TEXT PROVIDED:
———
So what is a Ouija board and where did they come from? Also known as a spirit boards or talking boards, Ouijas are boards marked with the letters of the alphabet, the numbers 0–9, the words ‘yes’, ‘no, and sometimes ‘hello’ and ‘goodbye’, along with various symbols. Accompanying the Ouija is usually a small piece of heart-shaped wood or plastic called a planchette. Participants place their fingers on the planchette, ask a question, and it moves about the board to spell out words, the belief being that the dead are able to communicate with the living. ‘Ouija’ is a trademark of Hasbro Inc., but is often used to refer to any talking board, and we’ll use the term here to cover a variety of spirit boards.

Using an Ouija board is nothing new in the Bay. We’ve been using them to contact the departed for well over a hundred years. During the later nineteenth and early twentieth centuries Torquay was a centre for Spiritualism, the belief that the dead could communicate with the living. While automatic writing dates as far back as China in 1100 AD, it was spiritualist mediums who developed various ways to supposedly talk with the departed. Notably local women played a significant role in the movement, in contrast to the male-dominated Torquay churches. Spiritualism was compatible with Christianity, meaning Torquay folk could hold a séance on Saturday night and have no difficulty in going to church the next day. Indeed, séances quickly became a mix of religion, parlour game and dating game – where else could respectable young people hold hands in the dark without causing a scandal?
———
RECORDED INFORMATION:
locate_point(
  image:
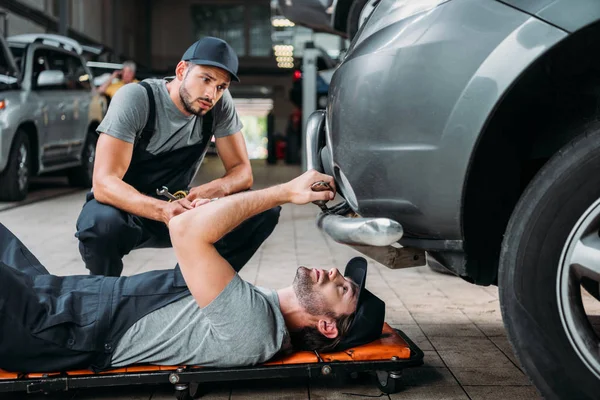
———
WORK TO COMPLETE:
**1.** Translate this sentence from the text on Ouija boards into Spanish: "Using an Ouija board is nothing new in the Bay."
**2.** According to the text on Ouija boards, what is the small heart-shaped piece of wood or plastic that usually accompanies the board called?
**3.** From the text on Ouija boards, reproduce everything from "So what is a" down to "of spirit boards.".

ANSWERS PER TASK:
**1.** Usar una tabla ouija no es nada nuevo en la Bahía.

**2.** A planchette.

**3.**
So what is a Ouija board and where did they come from? Also known as a spirit boards or talking boards, Ouijas are boards marked with the letters of the alphabet, the numbers 0–9, the words ‘yes’, ‘no, and sometimes ‘hello’ and ‘goodbye’, along with various symbols. Accompanying the Ouija is usually a small piece of heart-shaped wood or plastic called a planchette. Participants place their fingers on the planchette, ask a question, and it moves about the board to spell out words, the belief being that the dead are able to communicate with the living. ‘Ouija’ is a trademark of Hasbro Inc., but is often used to refer to any talking board, and we’ll use the term here to cover a variety of spirit boards.